(Exercise goal) Count the lines in the entries below that contain the string "trunk", where case counts. Reply with the number only.

***** Records to process

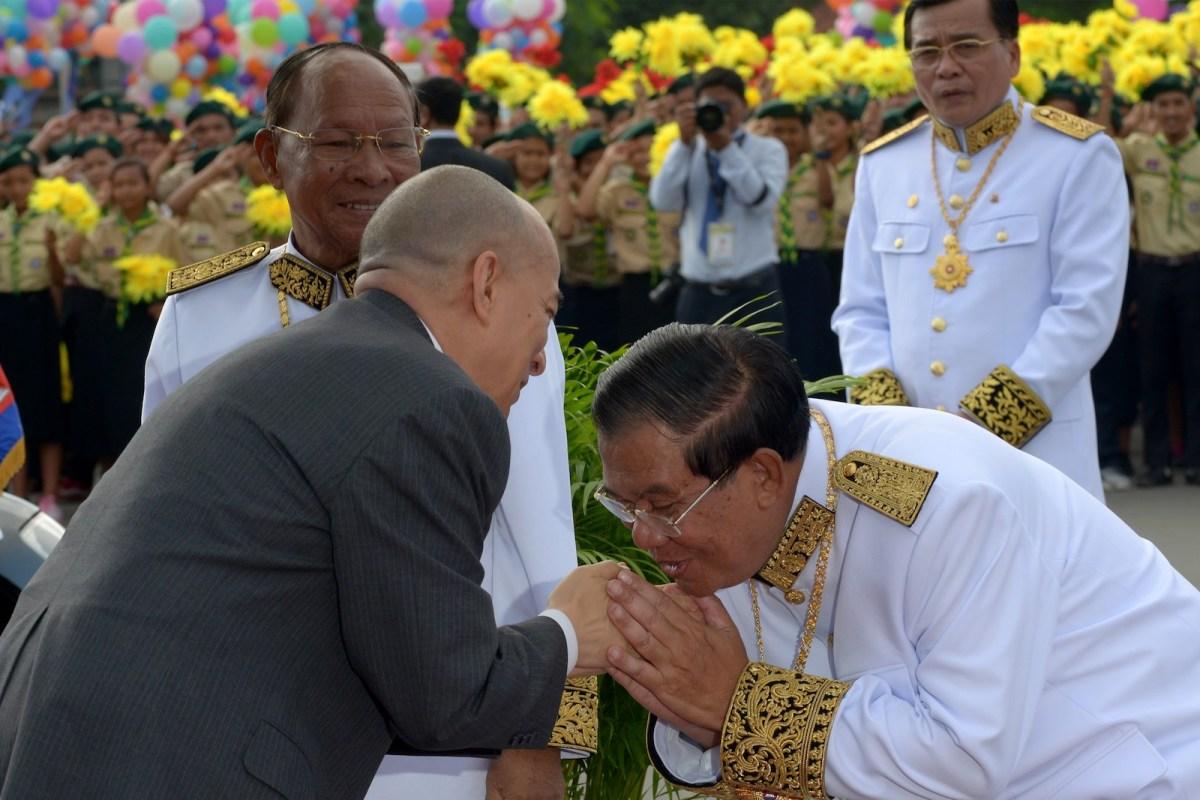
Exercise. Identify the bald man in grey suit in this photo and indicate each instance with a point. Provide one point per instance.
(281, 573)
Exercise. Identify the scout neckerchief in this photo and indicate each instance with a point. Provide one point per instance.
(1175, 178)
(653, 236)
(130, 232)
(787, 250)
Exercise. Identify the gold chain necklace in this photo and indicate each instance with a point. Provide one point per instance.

**********
***** Records to process

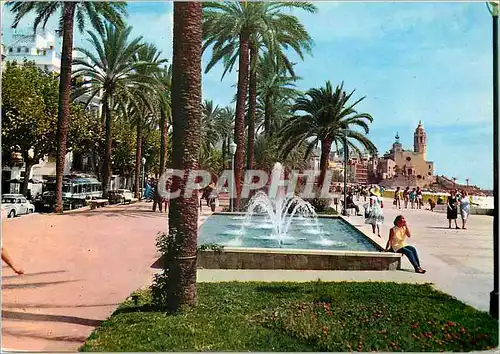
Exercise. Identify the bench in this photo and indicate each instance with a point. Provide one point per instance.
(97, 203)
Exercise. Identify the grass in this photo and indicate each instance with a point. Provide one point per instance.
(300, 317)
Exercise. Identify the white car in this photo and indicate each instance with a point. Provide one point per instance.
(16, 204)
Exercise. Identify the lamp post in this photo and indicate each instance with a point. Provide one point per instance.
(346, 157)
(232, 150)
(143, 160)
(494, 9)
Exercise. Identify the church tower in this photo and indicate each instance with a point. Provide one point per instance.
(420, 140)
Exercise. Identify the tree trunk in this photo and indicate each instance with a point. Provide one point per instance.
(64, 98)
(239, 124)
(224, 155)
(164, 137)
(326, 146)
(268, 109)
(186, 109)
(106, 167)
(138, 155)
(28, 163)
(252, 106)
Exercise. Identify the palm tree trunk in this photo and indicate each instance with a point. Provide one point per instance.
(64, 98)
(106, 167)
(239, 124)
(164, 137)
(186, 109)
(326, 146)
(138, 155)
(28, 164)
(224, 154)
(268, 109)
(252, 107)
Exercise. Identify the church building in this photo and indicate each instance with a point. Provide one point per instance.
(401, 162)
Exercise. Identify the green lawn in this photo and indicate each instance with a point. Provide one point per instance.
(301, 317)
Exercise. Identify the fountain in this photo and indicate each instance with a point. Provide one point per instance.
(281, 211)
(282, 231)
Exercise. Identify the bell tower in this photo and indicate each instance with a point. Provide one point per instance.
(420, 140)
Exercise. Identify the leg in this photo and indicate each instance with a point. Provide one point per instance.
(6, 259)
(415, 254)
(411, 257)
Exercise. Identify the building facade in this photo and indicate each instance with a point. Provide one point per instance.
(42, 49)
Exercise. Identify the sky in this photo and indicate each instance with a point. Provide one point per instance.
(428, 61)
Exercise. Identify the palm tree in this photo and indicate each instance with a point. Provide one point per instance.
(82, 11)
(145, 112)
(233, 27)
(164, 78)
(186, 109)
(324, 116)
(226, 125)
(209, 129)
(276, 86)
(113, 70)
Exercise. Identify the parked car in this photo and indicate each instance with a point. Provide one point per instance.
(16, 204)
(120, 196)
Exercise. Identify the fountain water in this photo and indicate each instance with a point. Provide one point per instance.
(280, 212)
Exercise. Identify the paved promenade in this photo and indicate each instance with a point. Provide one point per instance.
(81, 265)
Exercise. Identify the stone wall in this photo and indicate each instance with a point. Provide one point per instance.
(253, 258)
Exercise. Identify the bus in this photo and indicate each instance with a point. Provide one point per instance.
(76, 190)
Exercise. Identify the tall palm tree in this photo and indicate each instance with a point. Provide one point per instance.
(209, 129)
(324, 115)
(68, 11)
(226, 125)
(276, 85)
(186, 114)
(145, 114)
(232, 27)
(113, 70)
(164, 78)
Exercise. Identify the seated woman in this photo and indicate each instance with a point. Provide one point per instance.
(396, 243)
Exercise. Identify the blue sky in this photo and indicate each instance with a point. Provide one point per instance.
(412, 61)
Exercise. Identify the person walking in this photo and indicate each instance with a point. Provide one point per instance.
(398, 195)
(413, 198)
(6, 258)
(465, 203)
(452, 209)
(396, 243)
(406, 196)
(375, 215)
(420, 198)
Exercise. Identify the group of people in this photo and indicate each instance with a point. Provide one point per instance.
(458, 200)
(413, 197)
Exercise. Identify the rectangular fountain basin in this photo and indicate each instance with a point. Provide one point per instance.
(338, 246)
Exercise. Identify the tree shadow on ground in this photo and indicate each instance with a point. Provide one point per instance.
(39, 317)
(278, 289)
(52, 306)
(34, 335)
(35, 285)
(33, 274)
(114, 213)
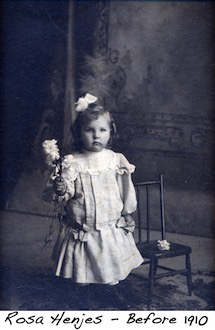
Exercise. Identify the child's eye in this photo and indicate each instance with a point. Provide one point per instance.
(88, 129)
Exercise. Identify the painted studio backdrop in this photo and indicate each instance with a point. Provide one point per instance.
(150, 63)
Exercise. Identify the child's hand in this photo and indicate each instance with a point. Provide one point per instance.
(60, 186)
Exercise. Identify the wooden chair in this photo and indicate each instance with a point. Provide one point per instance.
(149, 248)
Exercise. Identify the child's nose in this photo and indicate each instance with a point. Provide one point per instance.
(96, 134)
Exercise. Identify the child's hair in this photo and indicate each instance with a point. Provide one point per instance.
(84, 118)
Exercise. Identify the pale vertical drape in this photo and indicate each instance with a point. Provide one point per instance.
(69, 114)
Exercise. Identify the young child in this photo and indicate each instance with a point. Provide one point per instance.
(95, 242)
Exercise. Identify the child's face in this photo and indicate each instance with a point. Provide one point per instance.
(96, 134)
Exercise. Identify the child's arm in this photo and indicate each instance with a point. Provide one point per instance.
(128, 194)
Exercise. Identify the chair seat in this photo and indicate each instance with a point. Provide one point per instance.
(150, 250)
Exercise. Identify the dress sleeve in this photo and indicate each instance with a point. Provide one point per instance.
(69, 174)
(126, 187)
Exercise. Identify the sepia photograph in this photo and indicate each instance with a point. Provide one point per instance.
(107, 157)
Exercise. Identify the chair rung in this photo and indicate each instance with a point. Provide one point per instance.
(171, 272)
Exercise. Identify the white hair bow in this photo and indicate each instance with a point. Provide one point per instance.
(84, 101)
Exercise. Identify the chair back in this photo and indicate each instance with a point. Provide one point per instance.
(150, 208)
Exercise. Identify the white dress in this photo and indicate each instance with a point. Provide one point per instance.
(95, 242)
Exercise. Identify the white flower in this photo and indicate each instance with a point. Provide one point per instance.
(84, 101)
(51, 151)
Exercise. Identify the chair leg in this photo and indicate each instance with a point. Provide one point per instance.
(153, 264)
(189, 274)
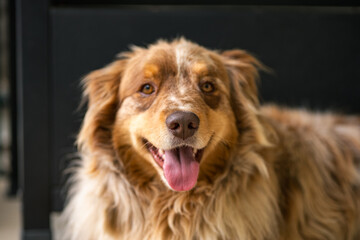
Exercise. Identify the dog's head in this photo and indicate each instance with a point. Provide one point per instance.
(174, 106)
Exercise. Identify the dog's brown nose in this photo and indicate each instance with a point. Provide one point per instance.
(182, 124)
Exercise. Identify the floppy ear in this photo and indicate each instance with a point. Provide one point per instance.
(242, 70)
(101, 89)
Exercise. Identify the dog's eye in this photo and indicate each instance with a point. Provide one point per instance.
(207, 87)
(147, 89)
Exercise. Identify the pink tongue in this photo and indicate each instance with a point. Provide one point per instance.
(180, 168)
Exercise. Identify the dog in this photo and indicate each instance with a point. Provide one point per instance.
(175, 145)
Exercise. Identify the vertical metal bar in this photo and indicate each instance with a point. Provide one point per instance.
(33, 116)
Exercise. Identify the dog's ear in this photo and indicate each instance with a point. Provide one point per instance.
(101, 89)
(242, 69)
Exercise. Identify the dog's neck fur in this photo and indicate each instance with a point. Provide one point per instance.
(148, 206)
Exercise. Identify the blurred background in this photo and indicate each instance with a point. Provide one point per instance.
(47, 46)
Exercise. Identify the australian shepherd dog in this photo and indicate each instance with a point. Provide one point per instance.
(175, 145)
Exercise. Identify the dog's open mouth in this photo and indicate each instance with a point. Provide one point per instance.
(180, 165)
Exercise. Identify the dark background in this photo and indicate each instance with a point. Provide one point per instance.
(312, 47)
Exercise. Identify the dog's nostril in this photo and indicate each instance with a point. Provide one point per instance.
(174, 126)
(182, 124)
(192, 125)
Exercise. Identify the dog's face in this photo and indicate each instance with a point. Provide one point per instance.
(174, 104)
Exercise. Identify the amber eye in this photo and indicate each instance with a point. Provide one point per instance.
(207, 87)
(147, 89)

**********

(Correct answer) 2